- _Information supplied_:
----
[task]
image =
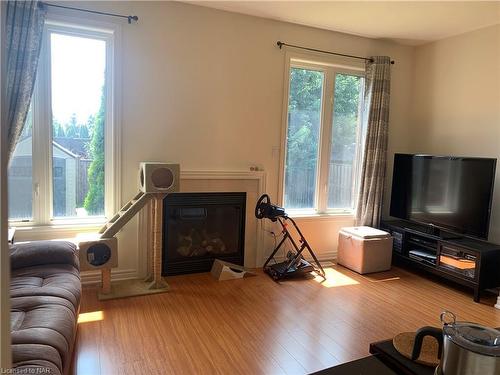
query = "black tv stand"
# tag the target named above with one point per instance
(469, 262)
----
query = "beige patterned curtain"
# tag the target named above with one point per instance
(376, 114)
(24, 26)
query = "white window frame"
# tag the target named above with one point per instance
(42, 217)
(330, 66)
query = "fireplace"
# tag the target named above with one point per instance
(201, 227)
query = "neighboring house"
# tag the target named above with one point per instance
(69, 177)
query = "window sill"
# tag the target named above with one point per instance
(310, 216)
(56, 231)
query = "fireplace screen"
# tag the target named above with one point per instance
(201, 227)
----
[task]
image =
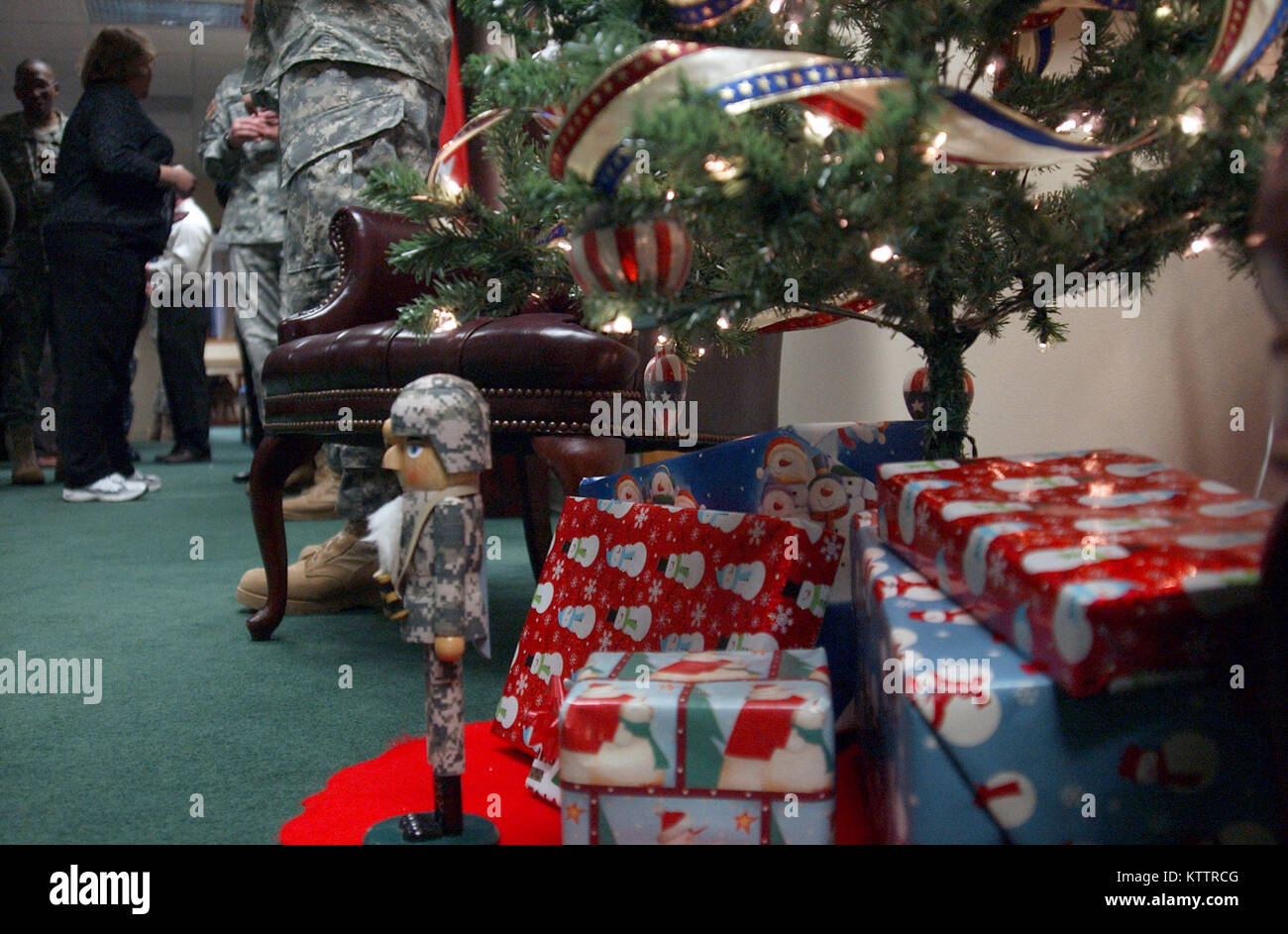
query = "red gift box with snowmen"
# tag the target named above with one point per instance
----
- _What you have to do_:
Pull out each line in the entries above that contains the word "query".

- _Response to the exercise_:
query = "black tv stand"
query = "beige patterned curtain"
query = "white window frame"
query = "fireplace"
query = "neighboring house"
query = "window sill"
query = "fireplace screen"
query = "red gift box with snowmen"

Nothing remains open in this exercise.